* _Written problem_: Write out all of the records below without changing anything, but leave the pictures out.

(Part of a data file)
··········
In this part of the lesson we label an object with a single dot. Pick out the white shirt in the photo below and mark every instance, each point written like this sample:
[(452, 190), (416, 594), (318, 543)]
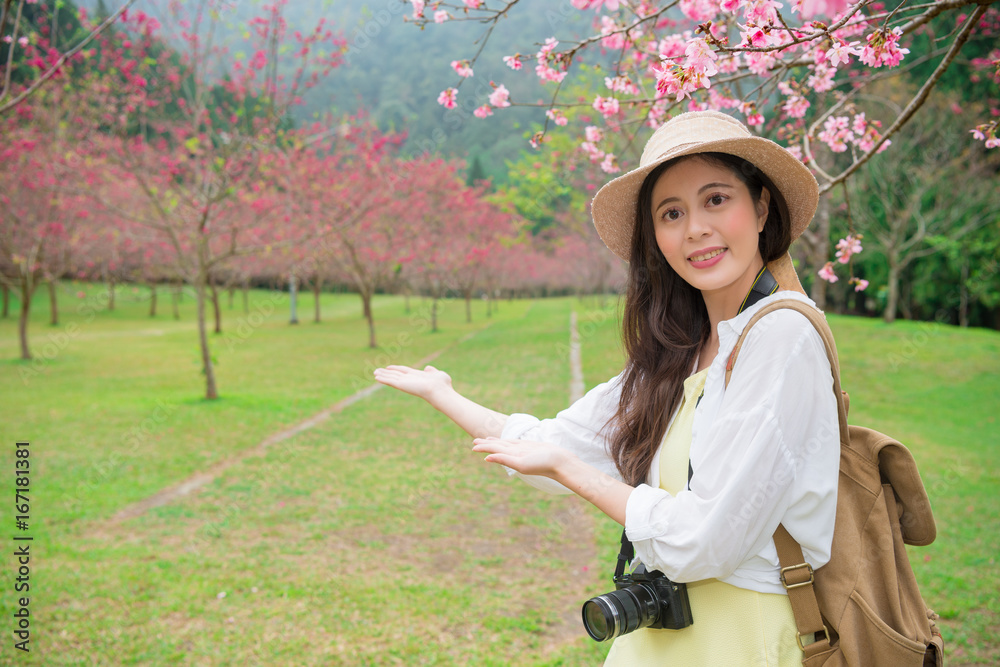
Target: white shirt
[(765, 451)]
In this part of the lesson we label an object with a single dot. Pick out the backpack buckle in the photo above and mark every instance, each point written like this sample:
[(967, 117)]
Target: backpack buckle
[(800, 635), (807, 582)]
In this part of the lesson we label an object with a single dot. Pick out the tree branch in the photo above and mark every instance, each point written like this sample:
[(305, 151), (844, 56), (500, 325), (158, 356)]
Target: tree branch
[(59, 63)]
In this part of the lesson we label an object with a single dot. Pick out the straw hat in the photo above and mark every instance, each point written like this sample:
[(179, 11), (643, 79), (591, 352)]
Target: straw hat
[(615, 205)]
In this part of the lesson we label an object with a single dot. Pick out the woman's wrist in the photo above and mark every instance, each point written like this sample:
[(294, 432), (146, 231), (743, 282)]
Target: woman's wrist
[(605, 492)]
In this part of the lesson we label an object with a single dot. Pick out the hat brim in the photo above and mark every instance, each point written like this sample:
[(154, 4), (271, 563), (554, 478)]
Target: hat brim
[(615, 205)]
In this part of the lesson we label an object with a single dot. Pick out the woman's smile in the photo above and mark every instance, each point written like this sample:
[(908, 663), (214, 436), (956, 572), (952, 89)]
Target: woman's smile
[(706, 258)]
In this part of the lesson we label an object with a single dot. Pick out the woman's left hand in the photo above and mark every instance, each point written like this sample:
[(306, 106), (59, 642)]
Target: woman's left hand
··········
* _Solution to this problem_:
In this part of the lesson we label an object with a single dot. Pick out the white shirt in the photo below and mark every instance, each point written like this sample:
[(452, 190), (416, 594), (318, 543)]
Target: white shirt
[(765, 451)]
In this part of the lesson we label an object with a single dot. Pick out the backpack buckle in the photo above and mark every instance, each point written like this sample:
[(967, 117)]
Target: backpack buckle
[(800, 635), (807, 582)]
In this part of the lesson we label an object with a single dot. Pick out the tree branch in the photo above and mark every instance, each point written like this sample:
[(305, 151), (844, 56), (500, 325), (158, 356)]
Target: tree branch
[(59, 63)]
In this part of the lesson we label an object with a single dot. Pick out the straw hat in the photo above and mark every instance, each point written like this sample:
[(179, 11), (643, 79), (591, 352)]
Target: straw hat
[(615, 205)]
In this part of the lesson we label an object with a single dot. Pick out the woman's wrist in the photo above and mark every instance, each point written like this sample:
[(294, 432), (146, 231), (743, 282)]
Target: woman's wrist
[(605, 492)]
In this part of the lesson we label an object with a single dot. Pick out the hat brim in the photo above and mark every instance, each point written like this sample:
[(154, 4), (271, 563), (554, 478)]
Target: hat brim
[(615, 205)]
In this part of the lesson we label an object with a single dot. Pick out the woman's smile in the photo above and mark every instance, each point written like this sample:
[(908, 663), (214, 436), (956, 572), (952, 89)]
Target: woman's smile
[(706, 258)]
In this part of the lesson we label an object with a single dot. Pick out the woman's left hand in the photo above and mark every instance, each point written like this sample:
[(306, 106), (59, 642)]
Target: woman's left hand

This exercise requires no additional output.